:: EXTRACTED ENTRIES ::
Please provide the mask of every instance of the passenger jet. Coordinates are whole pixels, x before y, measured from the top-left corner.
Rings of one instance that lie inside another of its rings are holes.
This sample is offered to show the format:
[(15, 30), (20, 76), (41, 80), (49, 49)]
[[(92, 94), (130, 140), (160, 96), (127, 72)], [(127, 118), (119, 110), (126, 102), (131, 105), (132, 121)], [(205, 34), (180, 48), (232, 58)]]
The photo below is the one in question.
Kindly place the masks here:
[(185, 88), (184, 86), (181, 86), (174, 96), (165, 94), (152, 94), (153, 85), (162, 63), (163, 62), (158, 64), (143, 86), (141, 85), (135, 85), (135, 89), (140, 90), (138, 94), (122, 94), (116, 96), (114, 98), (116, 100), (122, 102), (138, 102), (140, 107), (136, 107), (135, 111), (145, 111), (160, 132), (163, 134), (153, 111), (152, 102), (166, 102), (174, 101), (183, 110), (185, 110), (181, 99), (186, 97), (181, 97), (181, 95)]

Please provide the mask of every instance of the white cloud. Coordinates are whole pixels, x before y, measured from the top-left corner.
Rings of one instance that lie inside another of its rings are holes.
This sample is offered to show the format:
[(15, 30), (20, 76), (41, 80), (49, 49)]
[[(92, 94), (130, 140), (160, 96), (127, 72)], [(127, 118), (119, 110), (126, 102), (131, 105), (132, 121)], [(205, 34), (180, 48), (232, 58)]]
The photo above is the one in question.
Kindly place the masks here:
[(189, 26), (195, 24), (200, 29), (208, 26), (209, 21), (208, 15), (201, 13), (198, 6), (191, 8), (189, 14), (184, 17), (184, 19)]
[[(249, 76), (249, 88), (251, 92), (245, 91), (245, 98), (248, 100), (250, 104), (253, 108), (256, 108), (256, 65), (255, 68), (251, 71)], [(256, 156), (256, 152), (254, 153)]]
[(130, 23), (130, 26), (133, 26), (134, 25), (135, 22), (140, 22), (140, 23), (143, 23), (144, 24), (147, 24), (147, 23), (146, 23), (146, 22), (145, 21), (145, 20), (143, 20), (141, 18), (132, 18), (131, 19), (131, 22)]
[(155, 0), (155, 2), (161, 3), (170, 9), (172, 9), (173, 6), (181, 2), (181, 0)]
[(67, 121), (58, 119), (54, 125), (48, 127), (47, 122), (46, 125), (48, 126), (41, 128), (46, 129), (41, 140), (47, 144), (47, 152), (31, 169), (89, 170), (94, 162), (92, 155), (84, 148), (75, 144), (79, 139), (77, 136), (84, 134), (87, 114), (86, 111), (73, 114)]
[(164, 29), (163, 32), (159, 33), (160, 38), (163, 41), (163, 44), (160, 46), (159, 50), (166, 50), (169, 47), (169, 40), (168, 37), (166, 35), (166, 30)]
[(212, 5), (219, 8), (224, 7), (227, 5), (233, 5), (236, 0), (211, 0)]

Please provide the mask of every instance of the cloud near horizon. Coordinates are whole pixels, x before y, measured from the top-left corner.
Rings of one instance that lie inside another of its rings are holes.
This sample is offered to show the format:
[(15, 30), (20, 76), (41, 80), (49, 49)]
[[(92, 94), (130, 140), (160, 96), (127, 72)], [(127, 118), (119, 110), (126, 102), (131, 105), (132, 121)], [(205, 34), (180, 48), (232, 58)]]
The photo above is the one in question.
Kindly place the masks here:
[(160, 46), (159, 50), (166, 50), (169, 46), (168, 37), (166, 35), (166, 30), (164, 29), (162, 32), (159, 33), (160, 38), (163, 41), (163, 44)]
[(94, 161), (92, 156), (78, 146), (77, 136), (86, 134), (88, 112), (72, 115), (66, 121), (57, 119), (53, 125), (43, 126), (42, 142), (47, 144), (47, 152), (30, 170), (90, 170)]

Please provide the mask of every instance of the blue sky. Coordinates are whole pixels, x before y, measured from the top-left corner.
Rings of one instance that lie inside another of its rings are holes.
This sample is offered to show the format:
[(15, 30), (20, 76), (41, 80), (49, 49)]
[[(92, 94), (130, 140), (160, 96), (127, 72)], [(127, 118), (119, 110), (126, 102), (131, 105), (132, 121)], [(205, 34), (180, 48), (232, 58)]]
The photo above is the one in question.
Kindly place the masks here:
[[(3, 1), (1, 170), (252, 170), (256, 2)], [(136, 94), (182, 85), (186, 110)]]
:::
## PROBLEM TO WORK ON
Reproduce word for word the records above, starting with their first line and going on through the line that contains "97), (181, 95)]", with both of those lines included.

## COMPLETED EXERCISE
Please provide the mask of every instance of the passenger jet. Coordinates are whole pixels, x before y, measured from the top-left corner.
Rings of one instance that lie inside another of its rings are holes.
This sample is offered to show the format:
[(15, 30), (20, 76), (41, 80), (49, 49)]
[[(92, 94), (130, 140), (160, 96), (127, 72)], [(127, 118), (119, 110), (126, 102), (131, 105), (132, 121)], [(205, 34), (180, 48), (232, 58)]]
The photo below is the one in question.
Kindly place the masks here:
[(185, 88), (184, 86), (181, 86), (174, 96), (165, 94), (152, 94), (153, 85), (162, 63), (163, 62), (158, 64), (143, 86), (141, 85), (135, 85), (135, 89), (140, 90), (138, 94), (122, 94), (116, 96), (114, 98), (116, 100), (122, 102), (138, 102), (140, 107), (136, 107), (135, 111), (145, 111), (160, 132), (163, 134), (153, 111), (152, 102), (166, 102), (174, 101), (183, 110), (185, 110), (181, 99), (186, 97), (181, 97), (181, 95)]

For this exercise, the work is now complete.